# [EXCERPTED PASSAGE]
Thursday, February 23, 2012

Diagnosis

I visited my family doctor yesterday after being referred there from whatever orthopedic doctor looked at my chart. He ran some tests by pushing and pulling my leg around to see what hurt. The test ruled out the ligaments as the problem. He is fairly certain I tore my medial meniscus cartilage. That's the cartilage in the knee joint that lies between the tibia and the femur. The cartilage kind of acts like a shock absorber.

There are different kinds of tears and I'm not sure which one I have. Depending on the severity of the tear, it may heal on its own or require surgery. My doctor said there is probably a piece of loose cartilage in my knee moving around which is causing the pain. The sensation of my knee giving out in one direction would be caused by the missing piece of cartilage. There is now a gap in the cartilage where the bone slides so instead of stopping where it used to it skips off/over it.

(Point localization data)

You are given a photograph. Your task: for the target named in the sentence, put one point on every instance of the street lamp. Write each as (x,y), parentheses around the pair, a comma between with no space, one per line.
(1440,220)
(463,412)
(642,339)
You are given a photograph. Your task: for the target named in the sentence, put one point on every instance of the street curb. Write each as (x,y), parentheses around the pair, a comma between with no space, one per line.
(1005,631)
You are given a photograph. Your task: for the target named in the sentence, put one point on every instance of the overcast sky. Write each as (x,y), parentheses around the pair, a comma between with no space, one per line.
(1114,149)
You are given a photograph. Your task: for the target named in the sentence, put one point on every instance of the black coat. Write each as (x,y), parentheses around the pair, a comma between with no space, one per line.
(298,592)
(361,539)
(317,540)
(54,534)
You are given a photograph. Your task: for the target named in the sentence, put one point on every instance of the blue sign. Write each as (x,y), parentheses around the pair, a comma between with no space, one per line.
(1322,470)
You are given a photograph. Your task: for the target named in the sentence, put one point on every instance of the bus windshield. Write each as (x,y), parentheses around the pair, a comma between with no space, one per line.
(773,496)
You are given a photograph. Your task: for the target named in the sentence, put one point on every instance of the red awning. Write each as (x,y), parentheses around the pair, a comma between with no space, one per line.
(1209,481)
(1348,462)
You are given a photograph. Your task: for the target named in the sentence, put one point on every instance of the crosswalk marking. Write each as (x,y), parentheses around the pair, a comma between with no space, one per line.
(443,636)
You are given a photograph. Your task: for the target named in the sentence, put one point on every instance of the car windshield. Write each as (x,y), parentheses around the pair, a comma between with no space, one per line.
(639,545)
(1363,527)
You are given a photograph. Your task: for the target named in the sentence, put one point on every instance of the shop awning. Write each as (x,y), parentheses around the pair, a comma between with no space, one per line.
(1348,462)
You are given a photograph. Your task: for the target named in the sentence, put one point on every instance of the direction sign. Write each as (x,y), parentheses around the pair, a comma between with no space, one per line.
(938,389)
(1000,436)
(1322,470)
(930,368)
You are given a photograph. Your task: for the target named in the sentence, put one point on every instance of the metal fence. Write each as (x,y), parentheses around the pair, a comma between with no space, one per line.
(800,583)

# [EXERCISE A]
Translate this sentence from the knee injury post into Spanish: "The cartilage kind of acts like a shock absorber."
# [EXERCISE B]
Carry on the knee injury post, starting right after its last sentence.
The listing has nothing to do with the knee injury post.

# [RESULT A]
El cartílago funciona más o menos como un amortiguador.

# [RESULT B]
Anyway, I'm booked for an MRI to find out how bad it's torn. I'll probably have to wait a couple months before I can even get the MRI. There's pretty much two scenarios for the treatment. First:the loose piece of cartilage will dissolve and my knee will heal on its own by the time I get in for the MRI, this could take a few weeks. Second: my knee doesn't heal on its own by the time I go for the MRI, which probably means I have a serious tear and will require surgery. Not much I can do for in the meantime except baby it like I've been doing.

Obviously this throws a rather large wrench into the majority of my requirements so I'm going to have to be strategic. The past week I couldn't do anything at all but I'm beginning to think it might be alright to start doing certain exercises again.

1 comment:

Jeff Brinker said...

restiommHmm, I have never heard of cartilage healing. There is no blood flow to the cartilage of the knee so it is supposedly not capable of healing or regenerating.

I've had five knee surgeries for torn cartilage (3 on the left and 2 on the right). I can confirm that torn cartilage tends to only get worse and the longer it stays torn, the more damage it can cause to the joint in general. The sooner you get the torn piece removed, the less chance of it becoming bigger and requiring even more removed.

Keep me posted as to how this progresses.